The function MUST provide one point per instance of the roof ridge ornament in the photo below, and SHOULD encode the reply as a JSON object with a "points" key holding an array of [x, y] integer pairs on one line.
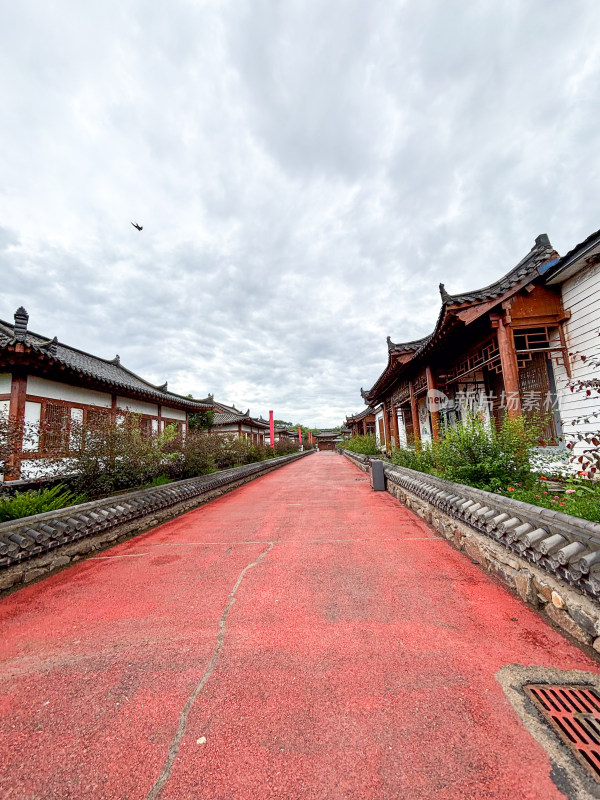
{"points": [[542, 240], [446, 298], [50, 346], [21, 320]]}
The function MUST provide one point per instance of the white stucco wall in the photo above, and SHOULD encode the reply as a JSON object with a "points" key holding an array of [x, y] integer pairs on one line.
{"points": [[40, 387], [5, 382], [581, 296], [137, 406], [379, 416], [424, 420], [402, 440], [31, 438], [172, 413]]}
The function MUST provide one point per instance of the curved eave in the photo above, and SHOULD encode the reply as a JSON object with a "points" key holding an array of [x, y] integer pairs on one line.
{"points": [[152, 393]]}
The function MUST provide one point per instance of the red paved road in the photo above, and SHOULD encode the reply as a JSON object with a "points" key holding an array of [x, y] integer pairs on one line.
{"points": [[356, 661]]}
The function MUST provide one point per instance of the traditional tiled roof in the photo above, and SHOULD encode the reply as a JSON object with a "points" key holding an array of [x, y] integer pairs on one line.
{"points": [[541, 253], [361, 415], [230, 417], [559, 271], [406, 347], [107, 371]]}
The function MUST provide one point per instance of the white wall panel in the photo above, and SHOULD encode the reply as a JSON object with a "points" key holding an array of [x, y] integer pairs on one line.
{"points": [[31, 439], [173, 413], [54, 390], [137, 406]]}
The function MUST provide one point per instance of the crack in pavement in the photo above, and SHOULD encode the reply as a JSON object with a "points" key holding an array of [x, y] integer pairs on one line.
{"points": [[165, 774]]}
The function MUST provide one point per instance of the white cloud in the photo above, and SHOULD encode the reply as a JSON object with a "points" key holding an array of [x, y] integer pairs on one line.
{"points": [[306, 174]]}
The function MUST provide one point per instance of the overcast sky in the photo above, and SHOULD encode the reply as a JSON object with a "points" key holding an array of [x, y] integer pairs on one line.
{"points": [[306, 173]]}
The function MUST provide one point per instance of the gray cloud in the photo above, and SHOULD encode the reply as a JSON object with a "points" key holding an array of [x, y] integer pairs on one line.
{"points": [[306, 174]]}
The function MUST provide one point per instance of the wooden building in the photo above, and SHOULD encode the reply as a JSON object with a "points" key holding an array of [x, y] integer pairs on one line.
{"points": [[48, 387], [329, 440], [495, 350], [363, 423], [283, 434], [231, 421], [577, 276]]}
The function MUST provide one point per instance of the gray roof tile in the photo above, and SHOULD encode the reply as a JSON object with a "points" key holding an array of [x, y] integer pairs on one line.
{"points": [[110, 372]]}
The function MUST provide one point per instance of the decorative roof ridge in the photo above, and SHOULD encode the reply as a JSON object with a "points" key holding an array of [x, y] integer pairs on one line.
{"points": [[50, 346], [403, 347], [541, 251]]}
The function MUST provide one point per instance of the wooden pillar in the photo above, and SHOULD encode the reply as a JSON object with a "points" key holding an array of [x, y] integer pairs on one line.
{"points": [[395, 435], [414, 411], [16, 414], [386, 427], [435, 417], [510, 368]]}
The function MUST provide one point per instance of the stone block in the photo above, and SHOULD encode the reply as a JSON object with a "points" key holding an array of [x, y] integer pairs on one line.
{"points": [[9, 579], [34, 574], [474, 551], [524, 587], [564, 621], [583, 619], [543, 590]]}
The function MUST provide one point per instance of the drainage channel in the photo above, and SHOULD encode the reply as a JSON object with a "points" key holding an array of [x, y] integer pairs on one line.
{"points": [[574, 713]]}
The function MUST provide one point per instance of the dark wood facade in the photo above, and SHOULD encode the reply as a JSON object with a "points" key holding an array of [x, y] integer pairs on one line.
{"points": [[492, 350], [362, 424]]}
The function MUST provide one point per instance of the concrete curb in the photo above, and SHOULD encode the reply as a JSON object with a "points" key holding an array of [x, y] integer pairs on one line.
{"points": [[551, 560], [34, 547]]}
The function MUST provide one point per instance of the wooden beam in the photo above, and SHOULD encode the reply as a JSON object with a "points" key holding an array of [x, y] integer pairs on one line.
{"points": [[435, 417], [386, 427], [414, 411], [510, 367], [396, 438]]}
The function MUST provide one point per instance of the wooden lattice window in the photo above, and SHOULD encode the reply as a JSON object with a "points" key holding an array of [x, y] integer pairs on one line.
{"points": [[96, 418], [536, 395], [146, 427], [56, 428]]}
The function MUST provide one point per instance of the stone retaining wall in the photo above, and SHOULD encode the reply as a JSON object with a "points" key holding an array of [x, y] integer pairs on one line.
{"points": [[33, 547], [551, 560]]}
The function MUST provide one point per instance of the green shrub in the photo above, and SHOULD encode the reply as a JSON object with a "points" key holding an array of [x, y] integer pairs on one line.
{"points": [[25, 504], [479, 455], [367, 445], [418, 459], [578, 498]]}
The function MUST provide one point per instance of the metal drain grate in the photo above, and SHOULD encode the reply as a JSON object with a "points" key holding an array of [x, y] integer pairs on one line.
{"points": [[574, 712]]}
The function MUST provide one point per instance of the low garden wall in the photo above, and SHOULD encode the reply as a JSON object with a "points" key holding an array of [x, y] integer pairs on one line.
{"points": [[550, 559], [33, 547]]}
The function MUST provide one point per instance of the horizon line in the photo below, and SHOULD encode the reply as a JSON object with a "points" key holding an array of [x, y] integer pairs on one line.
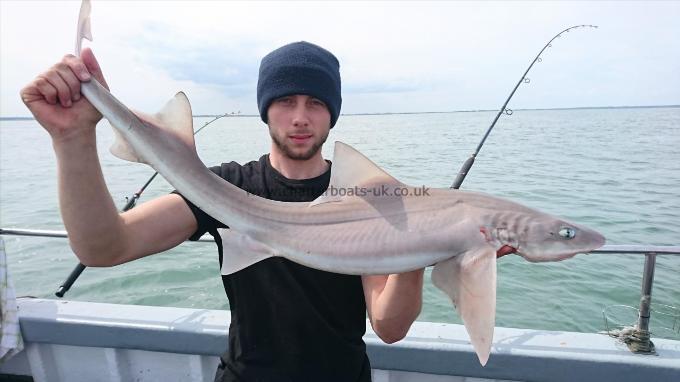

__________

◆ **The request**
Scale the material from the line with "The function MUST provide one point per instance of the metal" through the end of the material. Write out each of those lines in full, multiplying every point coordinate by 1.85 and rounding to whole numbers with halves rounded up, and leave the pictures out.

◆ **Result of this task**
The function MUST provide one point per instance of the metal drain grate in the photo above, and SHOULD encode the reply as a JSON object with a "points" key holding an array of [x, y] integer pairs on one line.
{"points": [[1062, 1317]]}
The function MUST provide one point per instance of the low garden wall in the photo above, and SHOULD encode the reply as a JSON object with a "points" key holding an array of [x, y] integer pairs on one line.
{"points": [[1018, 1034], [61, 1012]]}
The function MUST provide one point per instance of the horizon line in the photo below, and SHOULD encode the reply as a JSON object with a "points" key holding an array of [x, y] integer pairs on one line.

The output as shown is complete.